• Your instructions
Rewrite the lines below with "rings" replaced by "loops" everywhere, leaving everything else unchanged.

START Record list

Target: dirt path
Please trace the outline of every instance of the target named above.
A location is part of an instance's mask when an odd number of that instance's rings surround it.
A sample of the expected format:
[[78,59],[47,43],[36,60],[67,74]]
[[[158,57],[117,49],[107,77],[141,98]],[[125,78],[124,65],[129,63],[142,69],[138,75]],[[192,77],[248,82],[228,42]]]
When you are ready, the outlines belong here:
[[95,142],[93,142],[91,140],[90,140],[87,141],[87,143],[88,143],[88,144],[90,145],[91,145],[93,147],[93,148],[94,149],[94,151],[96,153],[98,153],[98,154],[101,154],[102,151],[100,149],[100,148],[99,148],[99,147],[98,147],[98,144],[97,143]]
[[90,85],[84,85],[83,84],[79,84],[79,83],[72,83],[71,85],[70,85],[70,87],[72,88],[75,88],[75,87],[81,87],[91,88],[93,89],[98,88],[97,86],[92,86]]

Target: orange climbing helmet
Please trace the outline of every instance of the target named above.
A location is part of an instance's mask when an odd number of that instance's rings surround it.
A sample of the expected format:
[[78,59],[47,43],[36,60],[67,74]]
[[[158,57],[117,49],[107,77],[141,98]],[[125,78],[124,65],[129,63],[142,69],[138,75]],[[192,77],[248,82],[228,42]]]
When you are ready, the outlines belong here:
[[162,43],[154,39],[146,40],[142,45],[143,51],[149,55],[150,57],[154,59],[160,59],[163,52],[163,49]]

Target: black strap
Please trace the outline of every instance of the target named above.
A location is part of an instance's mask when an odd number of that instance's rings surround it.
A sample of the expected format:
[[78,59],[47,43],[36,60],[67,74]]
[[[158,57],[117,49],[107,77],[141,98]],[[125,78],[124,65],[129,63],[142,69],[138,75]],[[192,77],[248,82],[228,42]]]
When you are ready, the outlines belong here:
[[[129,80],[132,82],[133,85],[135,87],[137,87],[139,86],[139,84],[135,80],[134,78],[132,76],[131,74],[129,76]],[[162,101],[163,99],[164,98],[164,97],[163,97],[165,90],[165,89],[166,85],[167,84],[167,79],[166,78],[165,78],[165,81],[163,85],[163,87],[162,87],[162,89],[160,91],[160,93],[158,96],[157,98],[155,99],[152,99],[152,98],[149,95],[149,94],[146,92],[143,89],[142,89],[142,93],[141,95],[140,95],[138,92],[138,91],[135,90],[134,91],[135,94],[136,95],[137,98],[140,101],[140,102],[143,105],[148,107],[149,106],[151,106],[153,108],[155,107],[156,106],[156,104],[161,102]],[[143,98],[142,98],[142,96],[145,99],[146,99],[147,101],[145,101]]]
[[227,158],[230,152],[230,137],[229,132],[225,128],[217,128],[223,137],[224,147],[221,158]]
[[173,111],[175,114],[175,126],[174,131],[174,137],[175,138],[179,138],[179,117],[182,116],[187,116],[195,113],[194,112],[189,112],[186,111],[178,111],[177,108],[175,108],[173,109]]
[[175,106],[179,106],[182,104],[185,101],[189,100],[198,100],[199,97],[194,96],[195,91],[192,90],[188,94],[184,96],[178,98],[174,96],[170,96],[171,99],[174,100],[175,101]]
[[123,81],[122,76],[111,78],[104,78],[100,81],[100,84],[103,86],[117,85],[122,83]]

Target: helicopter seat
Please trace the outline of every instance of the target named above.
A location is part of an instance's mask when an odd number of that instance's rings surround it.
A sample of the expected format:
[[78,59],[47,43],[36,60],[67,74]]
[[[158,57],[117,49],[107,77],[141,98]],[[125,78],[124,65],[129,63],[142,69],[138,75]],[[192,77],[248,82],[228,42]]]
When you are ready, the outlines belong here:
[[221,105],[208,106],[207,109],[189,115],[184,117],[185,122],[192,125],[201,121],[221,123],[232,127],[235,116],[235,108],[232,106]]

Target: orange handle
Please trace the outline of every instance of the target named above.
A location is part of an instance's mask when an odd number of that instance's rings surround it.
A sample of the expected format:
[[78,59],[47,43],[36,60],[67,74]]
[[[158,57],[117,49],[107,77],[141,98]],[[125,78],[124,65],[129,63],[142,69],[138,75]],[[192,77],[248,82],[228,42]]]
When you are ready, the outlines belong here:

END Record list

• Reply
Target: dirt path
Please trace the outline of every instance of the target named above.
A location is part of an instance's mask when an odd number of that instance's loops surround it.
A sample of the expected format:
[[78,59],[47,43],[36,60],[67,74]]
[[[158,57],[117,49],[107,77],[141,98]],[[125,78],[124,65],[129,63],[142,69],[138,75]],[[192,77],[248,82],[228,42]]]
When you are ready, the outlines belong here:
[[95,142],[93,142],[91,140],[90,140],[87,141],[87,143],[88,143],[88,144],[90,145],[91,145],[93,147],[93,148],[94,149],[94,151],[96,153],[98,153],[98,154],[101,154],[102,151],[100,149],[100,148],[99,148],[99,147],[98,147],[98,144],[97,143]]
[[90,85],[84,85],[83,84],[79,84],[79,83],[72,83],[71,85],[70,85],[70,87],[72,88],[75,88],[75,87],[81,87],[91,88],[93,89],[98,88],[97,86],[92,86]]

Target: orange climbing helmet
Please trace the outline of every instance of the target named above.
A location is part of an instance's mask when an odd number of that instance's loops surround it.
A sample of the expected format:
[[78,59],[47,43],[36,60],[67,74]]
[[[158,57],[117,49],[107,77],[141,98]],[[125,78],[124,65],[129,63],[142,69],[138,75]],[[192,77],[248,82],[228,42]]]
When you are ready, the outlines belong here:
[[162,43],[154,39],[146,40],[142,45],[143,51],[149,55],[150,57],[154,59],[160,59],[163,52],[163,49]]

Target: black strap
Please trace the outline of every instance of the target named above.
A location is part of an instance's mask when an odd number of that instance's loops surround it.
A sample of the expected format:
[[78,59],[47,43],[36,60],[67,74]]
[[[158,57],[117,49],[107,77],[141,98]],[[125,78],[124,65],[129,63],[142,69],[138,75]],[[192,77],[248,82],[228,42]]]
When you are ready, the outlines belong here:
[[[129,80],[132,82],[133,85],[135,87],[137,87],[139,86],[139,84],[135,80],[134,78],[132,76],[131,74],[129,76]],[[162,101],[163,99],[164,98],[164,97],[163,97],[165,90],[165,89],[166,85],[167,84],[167,79],[166,78],[165,78],[165,81],[163,85],[163,87],[162,87],[162,89],[160,91],[160,93],[158,96],[157,98],[155,99],[152,99],[152,98],[149,95],[149,94],[146,92],[143,89],[142,89],[142,93],[141,95],[140,95],[138,92],[138,91],[135,90],[134,91],[135,94],[136,95],[137,98],[140,101],[140,102],[143,105],[148,107],[149,106],[151,106],[153,108],[155,107],[156,106],[156,104],[161,102]],[[143,98],[142,98],[142,96],[145,99],[146,99],[147,101],[145,101]]]
[[227,158],[230,152],[230,137],[229,132],[225,128],[217,128],[223,137],[224,147],[221,158]]
[[173,111],[175,114],[175,126],[174,131],[174,137],[175,138],[179,138],[179,117],[182,116],[187,116],[195,113],[194,112],[189,112],[186,111],[178,111],[177,108],[175,108],[173,109]]
[[175,106],[179,106],[182,104],[185,101],[189,100],[198,100],[199,97],[194,96],[195,91],[192,90],[188,94],[184,96],[178,98],[174,96],[170,96],[171,99],[174,100],[175,101]]
[[123,81],[122,76],[111,78],[104,78],[100,81],[100,84],[103,86],[117,85],[122,83]]

Target: helicopter seat
Please trace the outline of every instance of the target named above.
A location is part of an instance's mask when an odd number of that instance's loops surround it.
A sample of the expected format:
[[78,59],[47,43],[36,60],[67,74]]
[[[158,57],[117,49],[107,77],[141,98]],[[125,78],[124,65],[129,63],[142,69],[138,75]],[[192,77],[248,82],[228,42]]]
When you are ready, the outlines belong here:
[[221,105],[208,106],[207,109],[189,115],[184,117],[185,122],[192,125],[201,121],[221,123],[232,127],[235,116],[235,108],[232,106]]

Target: orange handle
Please trace the outline of every instance of the target named above.
A location is part of an instance's mask when an odd number of that instance's loops surround it.
A sample of the expected format:
[[78,59],[47,43],[36,60],[67,74]]
[[[158,57],[117,49],[107,77],[141,98]],[[125,78],[124,65],[129,63],[142,69],[138,75]],[[192,77],[248,82],[228,42]]]
When you are ready, the outlines belong here:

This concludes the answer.